[Source data]
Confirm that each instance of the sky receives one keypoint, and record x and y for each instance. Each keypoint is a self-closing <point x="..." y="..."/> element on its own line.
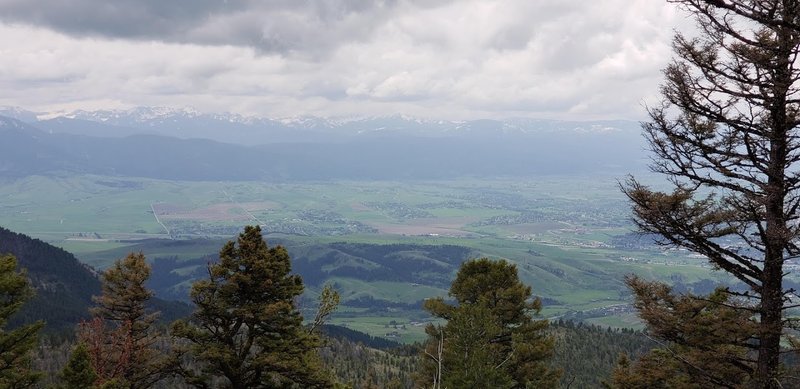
<point x="441" y="59"/>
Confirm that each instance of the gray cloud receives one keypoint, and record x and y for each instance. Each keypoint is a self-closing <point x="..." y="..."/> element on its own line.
<point x="445" y="58"/>
<point x="284" y="26"/>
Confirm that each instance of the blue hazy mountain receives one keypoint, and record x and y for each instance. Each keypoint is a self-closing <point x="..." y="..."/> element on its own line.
<point x="186" y="145"/>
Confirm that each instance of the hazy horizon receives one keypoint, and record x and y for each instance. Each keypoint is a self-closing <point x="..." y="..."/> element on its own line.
<point x="466" y="60"/>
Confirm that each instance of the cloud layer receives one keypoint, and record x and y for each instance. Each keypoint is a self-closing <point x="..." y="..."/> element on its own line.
<point x="441" y="59"/>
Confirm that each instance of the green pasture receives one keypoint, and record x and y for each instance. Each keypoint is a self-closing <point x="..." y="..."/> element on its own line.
<point x="557" y="230"/>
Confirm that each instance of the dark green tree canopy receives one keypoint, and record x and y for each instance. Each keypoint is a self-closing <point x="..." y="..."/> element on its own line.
<point x="726" y="135"/>
<point x="490" y="339"/>
<point x="15" y="345"/>
<point x="246" y="331"/>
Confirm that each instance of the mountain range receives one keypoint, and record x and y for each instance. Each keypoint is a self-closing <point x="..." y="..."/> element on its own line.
<point x="187" y="145"/>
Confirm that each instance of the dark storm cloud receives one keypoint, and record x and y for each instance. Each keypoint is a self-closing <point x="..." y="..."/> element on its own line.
<point x="305" y="27"/>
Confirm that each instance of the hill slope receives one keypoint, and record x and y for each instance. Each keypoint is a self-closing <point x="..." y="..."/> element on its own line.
<point x="64" y="286"/>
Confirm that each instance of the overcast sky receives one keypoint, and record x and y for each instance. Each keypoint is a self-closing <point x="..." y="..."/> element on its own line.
<point x="459" y="59"/>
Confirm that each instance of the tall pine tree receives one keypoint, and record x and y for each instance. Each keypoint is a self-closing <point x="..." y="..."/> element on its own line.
<point x="726" y="135"/>
<point x="490" y="339"/>
<point x="15" y="345"/>
<point x="121" y="337"/>
<point x="246" y="331"/>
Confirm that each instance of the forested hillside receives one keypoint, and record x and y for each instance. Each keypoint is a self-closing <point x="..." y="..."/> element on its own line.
<point x="64" y="287"/>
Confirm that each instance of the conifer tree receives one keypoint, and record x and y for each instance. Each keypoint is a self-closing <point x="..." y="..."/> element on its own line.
<point x="246" y="331"/>
<point x="15" y="345"/>
<point x="490" y="339"/>
<point x="726" y="135"/>
<point x="79" y="373"/>
<point x="704" y="341"/>
<point x="120" y="337"/>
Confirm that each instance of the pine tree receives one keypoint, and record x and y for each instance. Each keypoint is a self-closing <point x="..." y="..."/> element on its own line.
<point x="79" y="373"/>
<point x="704" y="341"/>
<point x="120" y="337"/>
<point x="726" y="135"/>
<point x="15" y="345"/>
<point x="246" y="331"/>
<point x="490" y="339"/>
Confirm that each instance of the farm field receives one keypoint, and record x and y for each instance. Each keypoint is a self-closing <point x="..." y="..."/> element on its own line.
<point x="570" y="237"/>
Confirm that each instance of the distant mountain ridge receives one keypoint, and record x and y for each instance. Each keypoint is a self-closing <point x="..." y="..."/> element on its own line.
<point x="186" y="145"/>
<point x="251" y="130"/>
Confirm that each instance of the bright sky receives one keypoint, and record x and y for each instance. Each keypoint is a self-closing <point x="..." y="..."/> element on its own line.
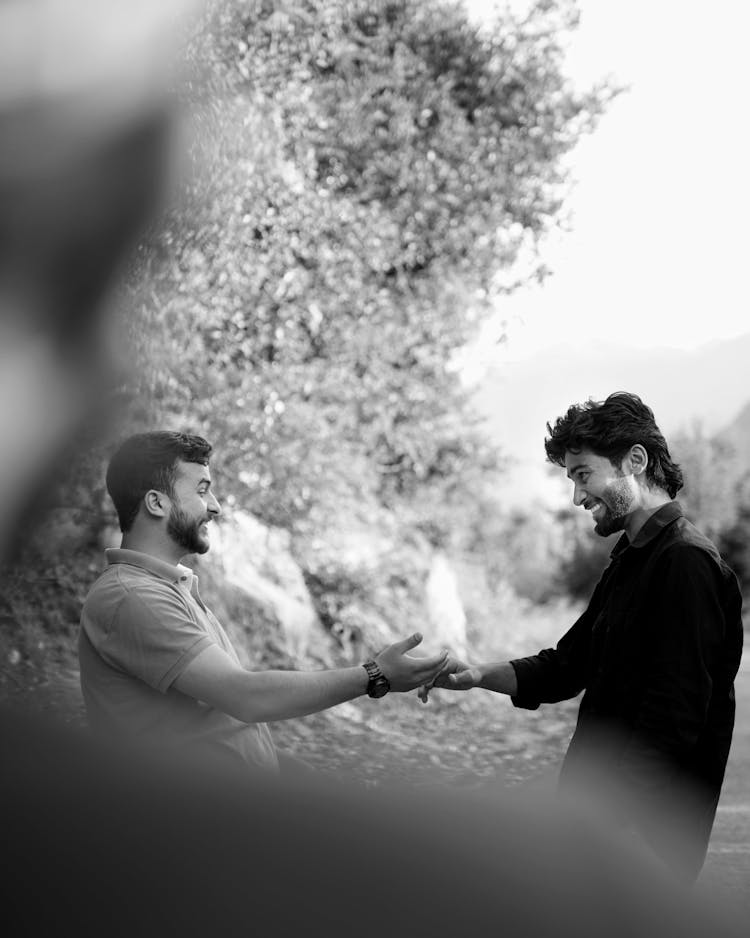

■ What you will do
Leave out the pictures; repeat the data exactly.

■ Output below
Confirm that each instance of the sky receives one keypoint, and record x and y for each instance. Each keypoint is a self-closing <point x="..." y="..."/> element on its own line.
<point x="441" y="59"/>
Confirm that each instance of the gray cloud receives one keypoint, and record x and y for each instance. Each keypoint is a self-closing <point x="..." y="..."/> element on its own line.
<point x="445" y="58"/>
<point x="284" y="26"/>
Confirm that each instance of the blue hazy mountain receives one keypoint, and record x and y for each instance. Each keypoint is a self-closing <point x="..." y="..."/> element on its own line.
<point x="186" y="145"/>
Confirm that each instance of the hazy horizon receives one keypoint, and record x and y for each instance. Each keypoint is a self-closing <point x="..." y="..."/> element on its own line.
<point x="466" y="60"/>
Confirm that each instance of the cloud layer receives one keypoint, and record x and y for each instance. Each keypoint is a self-closing <point x="..." y="..."/> element on its own line.
<point x="441" y="59"/>
Confirm that each instance of the green pasture receives one keypoint, and record x and y for each instance. Each keypoint is a self-closing <point x="..." y="..."/> element on its own line.
<point x="557" y="230"/>
Confirm that each instance of the dark green tree canopy receives one keypoint, and record x and y for each instance. Each keypoint is a self-closing <point x="..." y="..."/> element on its own line.
<point x="726" y="135"/>
<point x="490" y="339"/>
<point x="15" y="345"/>
<point x="246" y="331"/>
Confirm that each instance of the mountain range receives one keypoint, and record x and y for each instance. Each keypoint is a self-closing <point x="..." y="..."/> element on its own line.
<point x="187" y="145"/>
Confirm that each instance of the dark storm cloud receives one keypoint, and record x and y for each instance. Each keypoint is a self-closing <point x="..." y="..."/> element on its own line.
<point x="305" y="27"/>
Confirm that each instance of the hill slope receives one keypoint, and record x and y for each instance. Each keypoint is a self-closing <point x="..." y="..."/> element on its own line.
<point x="64" y="286"/>
Confirm that each instance of the overcast sky receives one keypoint, and record x and y for each instance. Each keypoint is a self-closing <point x="..." y="..."/> element on its own line.
<point x="459" y="59"/>
Confirm that each instance of the tall pine tree receives one keypoint, and record x and y for each instance. Each keypoint is a self-closing <point x="..." y="..."/> element on its own line.
<point x="726" y="135"/>
<point x="490" y="339"/>
<point x="15" y="345"/>
<point x="121" y="337"/>
<point x="246" y="331"/>
Confirm that each instance of the forested hillside receives one keypoint, and record x and y for each instance. Each keypoint is a self-closing <point x="..." y="..."/> element on its own line.
<point x="64" y="287"/>
Confirm that each instance of the conifer tree receives one keypoint, and record x and y for each instance. Each keypoint is a self-closing <point x="..." y="..."/> element on its own line.
<point x="246" y="331"/>
<point x="15" y="345"/>
<point x="490" y="339"/>
<point x="726" y="135"/>
<point x="79" y="373"/>
<point x="704" y="341"/>
<point x="120" y="337"/>
Confirm that each instance of the pine tree receives one keypoint, and record x and y for each instance. Each keypoint is a self-closing <point x="..." y="..."/> element on its own line.
<point x="79" y="373"/>
<point x="704" y="341"/>
<point x="120" y="337"/>
<point x="726" y="135"/>
<point x="15" y="345"/>
<point x="246" y="331"/>
<point x="490" y="339"/>
Confirm that each instance of the farm field receives one keypoint, and record x and y for each instance. Each keypoint is a self-closing <point x="..." y="..."/> element on its own line.
<point x="570" y="237"/>
Confirm that each instance of the distant mountain ridge receives one keypoint, and record x and y for each instance. Each keypoint is a self-closing <point x="..." y="..."/> element on its own line.
<point x="186" y="145"/>
<point x="251" y="130"/>
Confirm that each instance of the bright sky receives one keypoint, and record x and y for each instance. Each keypoint is a self-closing <point x="..." y="..."/> element on its own line.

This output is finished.